WHAT IS BEING ASKED — Copy the lines below word for word, and omit the pictures from your copy.

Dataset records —

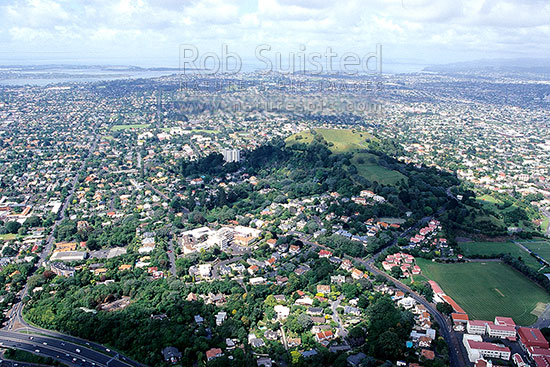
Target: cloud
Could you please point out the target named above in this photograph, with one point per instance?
(433, 31)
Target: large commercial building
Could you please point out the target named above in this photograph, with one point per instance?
(231, 155)
(478, 349)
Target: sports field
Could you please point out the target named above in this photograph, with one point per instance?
(539, 247)
(368, 167)
(488, 289)
(130, 126)
(339, 140)
(495, 248)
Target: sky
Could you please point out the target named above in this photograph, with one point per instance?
(150, 32)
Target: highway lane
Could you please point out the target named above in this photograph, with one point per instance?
(70, 359)
(40, 342)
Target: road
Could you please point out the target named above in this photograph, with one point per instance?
(64, 351)
(342, 332)
(456, 356)
(54, 346)
(172, 256)
(547, 214)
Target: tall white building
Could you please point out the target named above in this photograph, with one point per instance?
(231, 155)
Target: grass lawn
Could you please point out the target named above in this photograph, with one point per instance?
(368, 167)
(486, 290)
(8, 237)
(540, 247)
(130, 126)
(489, 199)
(339, 140)
(496, 248)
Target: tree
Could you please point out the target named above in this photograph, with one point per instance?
(12, 227)
(396, 272)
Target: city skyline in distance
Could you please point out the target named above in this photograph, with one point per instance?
(148, 33)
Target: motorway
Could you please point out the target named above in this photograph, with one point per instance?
(64, 351)
(53, 344)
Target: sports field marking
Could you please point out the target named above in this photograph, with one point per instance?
(539, 309)
(499, 292)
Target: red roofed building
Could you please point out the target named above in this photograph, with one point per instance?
(428, 354)
(459, 318)
(478, 349)
(541, 361)
(532, 338)
(324, 335)
(436, 288)
(518, 360)
(213, 353)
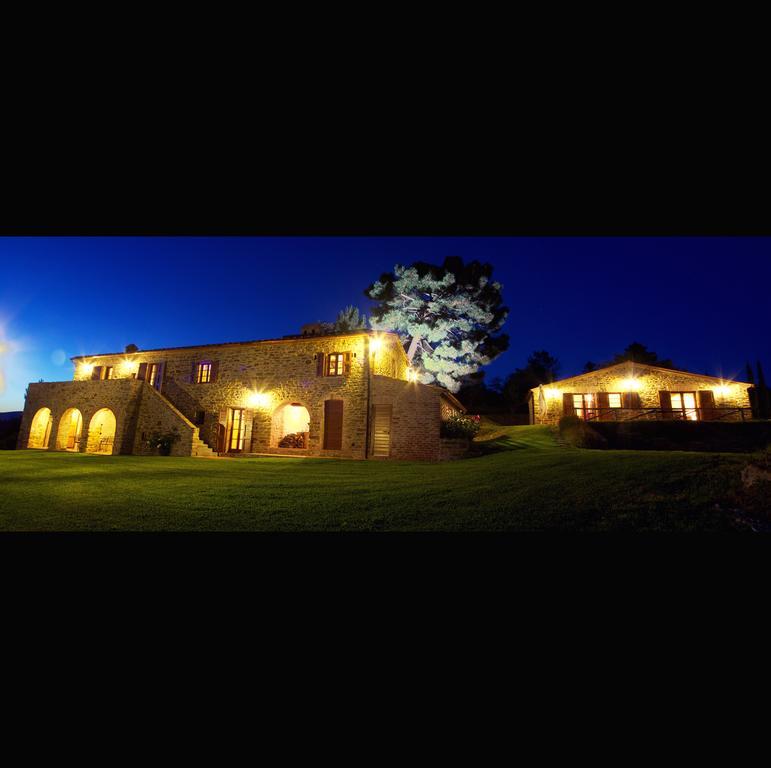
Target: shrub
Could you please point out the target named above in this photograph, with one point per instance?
(460, 425)
(162, 441)
(577, 432)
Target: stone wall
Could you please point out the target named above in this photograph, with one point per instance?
(415, 419)
(651, 381)
(278, 372)
(137, 409)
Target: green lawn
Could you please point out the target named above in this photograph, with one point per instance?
(525, 482)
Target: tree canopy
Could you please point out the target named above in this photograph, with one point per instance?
(448, 317)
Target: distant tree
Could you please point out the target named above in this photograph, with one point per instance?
(541, 368)
(763, 395)
(349, 319)
(639, 353)
(448, 317)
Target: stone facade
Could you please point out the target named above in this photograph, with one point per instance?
(644, 380)
(258, 380)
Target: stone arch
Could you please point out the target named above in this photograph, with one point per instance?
(70, 430)
(40, 429)
(101, 432)
(290, 418)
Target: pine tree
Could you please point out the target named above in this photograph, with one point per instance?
(349, 319)
(446, 316)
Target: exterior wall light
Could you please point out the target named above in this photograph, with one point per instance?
(630, 385)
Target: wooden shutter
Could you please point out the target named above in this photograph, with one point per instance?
(603, 403)
(632, 400)
(706, 404)
(666, 404)
(333, 425)
(381, 425)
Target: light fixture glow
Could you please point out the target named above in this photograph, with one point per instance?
(630, 385)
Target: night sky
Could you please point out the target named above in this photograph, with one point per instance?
(703, 302)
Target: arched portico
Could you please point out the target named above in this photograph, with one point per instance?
(40, 429)
(101, 432)
(290, 426)
(70, 429)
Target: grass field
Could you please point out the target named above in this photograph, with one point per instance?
(524, 482)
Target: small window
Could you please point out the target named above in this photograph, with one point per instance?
(335, 363)
(203, 373)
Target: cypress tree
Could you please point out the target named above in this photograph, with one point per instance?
(763, 394)
(752, 392)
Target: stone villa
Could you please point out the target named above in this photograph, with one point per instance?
(629, 391)
(341, 395)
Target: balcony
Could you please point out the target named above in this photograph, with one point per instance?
(659, 414)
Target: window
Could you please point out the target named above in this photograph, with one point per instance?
(584, 406)
(684, 405)
(203, 373)
(335, 363)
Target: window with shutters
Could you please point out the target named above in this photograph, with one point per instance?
(614, 400)
(684, 405)
(335, 364)
(203, 372)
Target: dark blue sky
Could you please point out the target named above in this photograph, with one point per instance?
(701, 301)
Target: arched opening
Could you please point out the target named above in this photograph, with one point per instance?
(101, 432)
(40, 430)
(70, 429)
(290, 426)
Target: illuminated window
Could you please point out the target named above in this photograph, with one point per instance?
(584, 406)
(203, 373)
(335, 363)
(684, 405)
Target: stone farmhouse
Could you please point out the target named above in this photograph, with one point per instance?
(629, 391)
(348, 395)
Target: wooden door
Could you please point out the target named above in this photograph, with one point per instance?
(333, 425)
(381, 430)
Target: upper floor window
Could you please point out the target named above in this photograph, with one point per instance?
(335, 364)
(203, 373)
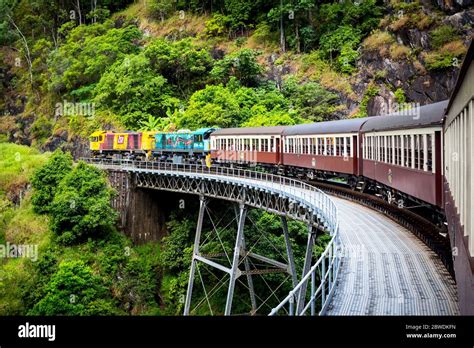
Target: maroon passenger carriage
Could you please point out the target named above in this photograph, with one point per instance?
(402, 151)
(249, 145)
(323, 148)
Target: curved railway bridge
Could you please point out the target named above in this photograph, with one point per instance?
(371, 266)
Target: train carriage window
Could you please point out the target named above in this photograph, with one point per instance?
(368, 147)
(396, 145)
(376, 148)
(330, 146)
(417, 151)
(383, 148)
(407, 150)
(422, 139)
(380, 149)
(389, 149)
(429, 140)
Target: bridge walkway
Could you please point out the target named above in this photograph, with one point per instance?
(386, 270)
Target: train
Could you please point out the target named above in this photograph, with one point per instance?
(396, 157)
(418, 159)
(181, 146)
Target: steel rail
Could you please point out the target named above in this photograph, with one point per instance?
(304, 194)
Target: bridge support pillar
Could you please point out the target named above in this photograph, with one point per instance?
(289, 252)
(306, 268)
(189, 293)
(247, 266)
(235, 261)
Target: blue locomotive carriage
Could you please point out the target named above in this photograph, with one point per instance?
(183, 146)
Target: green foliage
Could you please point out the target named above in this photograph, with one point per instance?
(174, 256)
(161, 8)
(17, 164)
(442, 35)
(87, 53)
(242, 65)
(217, 25)
(140, 280)
(263, 33)
(400, 96)
(330, 45)
(370, 92)
(213, 106)
(181, 62)
(134, 91)
(46, 179)
(311, 100)
(75, 290)
(81, 206)
(448, 56)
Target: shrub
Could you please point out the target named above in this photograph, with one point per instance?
(443, 35)
(75, 290)
(376, 40)
(447, 56)
(400, 96)
(81, 206)
(46, 179)
(399, 52)
(242, 65)
(217, 26)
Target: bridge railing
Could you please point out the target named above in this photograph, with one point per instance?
(324, 272)
(315, 198)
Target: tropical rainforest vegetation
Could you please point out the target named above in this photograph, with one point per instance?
(172, 64)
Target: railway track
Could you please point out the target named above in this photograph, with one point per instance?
(419, 226)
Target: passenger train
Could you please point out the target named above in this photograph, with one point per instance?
(397, 157)
(417, 159)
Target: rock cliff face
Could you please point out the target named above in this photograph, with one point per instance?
(410, 75)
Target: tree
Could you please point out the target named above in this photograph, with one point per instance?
(46, 179)
(75, 290)
(81, 207)
(312, 101)
(88, 52)
(182, 63)
(242, 65)
(213, 106)
(133, 90)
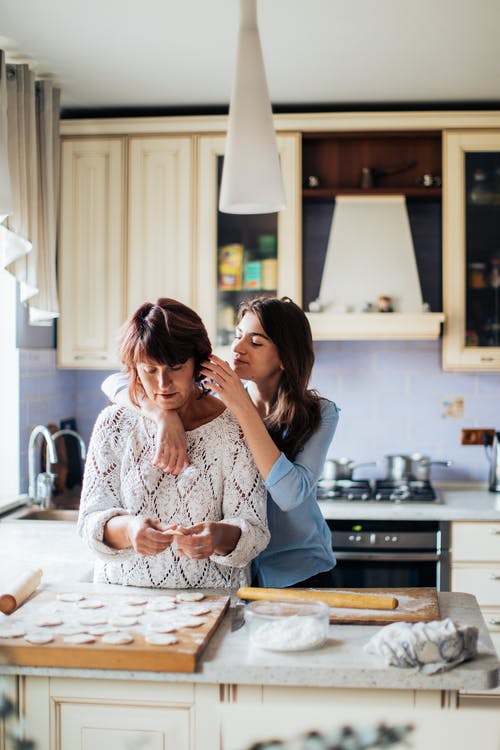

COMPLETE ANSWER —
Target: cloud
Could you please point out the target named above in this photograph, with one point per instance?
(433, 31)
Target: large commercial building
Could you please point out the target named above in this photograph, with one point per instance?
(231, 155)
(478, 349)
Target: sports field
Could you please point out the target named above in this photograph, with one point per instance?
(539, 247)
(368, 167)
(488, 289)
(130, 126)
(339, 140)
(495, 248)
Target: sky
Could you please point out the target named above in this photograph, with one point per instance?
(150, 32)
Target: highway lane
Could you please point out the target named above in this photograph, with one point per instance?
(70, 359)
(40, 342)
Target: road
Could you please point out the target named above in this photograph, with one point per instance?
(64, 351)
(342, 332)
(456, 356)
(54, 346)
(172, 256)
(547, 214)
Target: tall white building
Could you please point out the target named above in this photograph, with one point per instance?
(231, 155)
Target: grass lawn
Could you please point out the target named above in this photograph, with one point per instance?
(368, 167)
(486, 290)
(8, 237)
(540, 247)
(130, 126)
(489, 199)
(339, 140)
(496, 248)
Target: tree
Could you please point out the target named above in this photograph, with one point per instance?
(12, 227)
(396, 272)
Target: city skyline in distance
Could you please point out the target named above in this photograph, with one point per instance?
(148, 33)
Target: motorway
Could you please point out the target named above in this photograph, with one point per instance?
(64, 351)
(53, 344)
Target: sports field marking
Could you please point out the target named above in this photograph, with one point per instance?
(539, 309)
(499, 292)
Target: red roofed building
Could you please point out the target named above in this photograph, with one point per instance?
(428, 354)
(459, 318)
(478, 349)
(541, 361)
(532, 338)
(324, 335)
(436, 288)
(518, 360)
(213, 353)
Target: shrub
Could you please point out the target named above in this photograph, with one point per instance?
(460, 425)
(162, 441)
(577, 432)
Target: stone wall
Could you please point out the target named above in this photograph, with one point per instance?
(415, 419)
(651, 381)
(278, 372)
(137, 409)
Target: green lawn
Could you please point out the target named above in this photograph, with one point per instance?
(525, 482)
Target: tree canopy
Could you please point out the target named above in this photograph, with one point per instance?
(448, 317)
Target: distant tree
Could you please point out the target named above in this photograph, with one point per instance?
(541, 368)
(763, 395)
(349, 319)
(639, 353)
(448, 317)
Target: stone facade
Could you please point out the target named above in this photograph, with one point per instance?
(644, 380)
(258, 380)
Target: stone arch
Could you please point out the target named above in this photograph, with one point per instance?
(70, 430)
(40, 429)
(101, 432)
(290, 418)
Target: pine tree
Could you please point out the target named above in this photograph, with one point per instance?
(349, 319)
(446, 316)
Target: exterior wall light
Could you please point out the target named above in this photograph, with one point per instance?
(630, 385)
Target: wooden shutter
Could you please point out the target named above in this photograph, with one point per instance?
(603, 403)
(632, 400)
(706, 404)
(666, 404)
(333, 425)
(381, 425)
Target: light fixture glow
Could you please point out the target named above in this photograph, with one point per instance?
(630, 385)
Target: night sky
Could you please point out the target named above in this photograph, with one point per instance?
(703, 302)
Target: arched portico
Could you please point out the target named above in this photograph, with one point per instance?
(40, 429)
(101, 432)
(290, 426)
(70, 429)
Target: grass field
Could you please point out the target named above in this photograph, with one point per instance?
(524, 482)
Target: small window
Could you please point out the target named above in this photograph, with one point per instance?
(335, 363)
(203, 373)
Target: cypress tree
Could you please point out the target named above in this photograph, with one point per instance?
(763, 394)
(752, 392)
Target: stone villa
Could you please point out the target named above in this photograph, with one point per instance?
(629, 391)
(341, 395)
Target: balcony
Could you please point out the target named above in this photograph, with one point per instance?
(659, 414)
Target: window
Could you please point out the target named above in this photograph, with one point per instance?
(584, 406)
(684, 405)
(203, 373)
(335, 363)
Target: window with shutters
Could you please point out the target named above in this photograph, with one point per instance?
(614, 400)
(684, 405)
(335, 364)
(203, 372)
Target: dark blue sky
Could you please point out the target named above in this photograph, with one point per instance?
(701, 301)
Target: arched opening
Could you please point out the target named above in this photograph, with one point per instance?
(101, 432)
(40, 430)
(70, 429)
(290, 426)
Target: illuminated window
Could you please point out the target named above in this photograph, with one point per instance?
(584, 406)
(203, 373)
(335, 363)
(684, 405)
Target: stone farmhouse
Could you please point out the target named above in this photograph, with one point per instance?
(629, 391)
(348, 395)
Target: wooden door
Could you please point out the target named above in this photograph, with one point per instance?
(333, 425)
(381, 430)
Target: upper floor window
Could you please point out the target named above in this photograph, with one point per instance?
(335, 364)
(203, 373)
Target: maroon passenger carriage
Could you please point out the target named above in this photograph, with one point per instance?
(402, 151)
(249, 145)
(323, 148)
Target: curved railway bridge
Could you please point out the target named above in this photograph, with one point per instance?
(371, 266)
Target: train carriage window
Could you please point out the target named above in this photograph, with one point per instance?
(368, 147)
(396, 145)
(376, 148)
(330, 146)
(417, 151)
(383, 148)
(407, 150)
(422, 139)
(380, 149)
(389, 149)
(429, 140)
Target: bridge walkway
Could you please point out the target named above in this photograph, with one point per instance?
(386, 270)
Target: train
Could you please point out the target named above in this photograph, with one point per instance?
(396, 157)
(418, 159)
(181, 146)
Target: steel rail
Could you please point out the target named above in this photograph, with one point per instance?
(304, 194)
Target: bridge support pillar
Could you please point out the target named above in this photograph, with one point per instance?
(289, 252)
(306, 268)
(189, 293)
(247, 266)
(235, 261)
Target: blue locomotive carriage
Could you please point out the target named above in this photograph, with one point per instance?
(183, 146)
Target: green foliage
Could you please point out the target named above in this photograph, with one point per instance?
(174, 256)
(161, 8)
(17, 164)
(442, 35)
(87, 53)
(242, 65)
(217, 25)
(140, 280)
(263, 33)
(400, 96)
(330, 45)
(370, 92)
(213, 106)
(181, 62)
(134, 91)
(46, 179)
(311, 100)
(75, 290)
(81, 206)
(448, 56)
Target: shrub
Could you please point out the target named above in this photograph, with one point per instance?
(443, 35)
(75, 290)
(376, 40)
(447, 56)
(400, 96)
(81, 206)
(46, 179)
(399, 52)
(242, 65)
(217, 26)
Target: bridge railing
Could you please point out the target named above in this photograph, with one point per instance?
(324, 272)
(315, 198)
Target: tropical rainforest vegetation
Could you please point out the target named above in this photograph, with one point per instance?
(172, 64)
Target: railway track
Could you please point out the target named above in this photograph, with one point per instance?
(419, 226)
Target: passenger train
Could you please point out the target named above in this photograph, with one point per instance?
(397, 157)
(417, 159)
Target: rock cliff face
Could you please point out the target named above in this photograph, with one point per instance?
(410, 75)
Target: tree
Could you please point out the target named above in this photograph, with one point per instance?
(46, 179)
(75, 290)
(81, 207)
(312, 101)
(88, 52)
(182, 63)
(242, 65)
(213, 106)
(133, 90)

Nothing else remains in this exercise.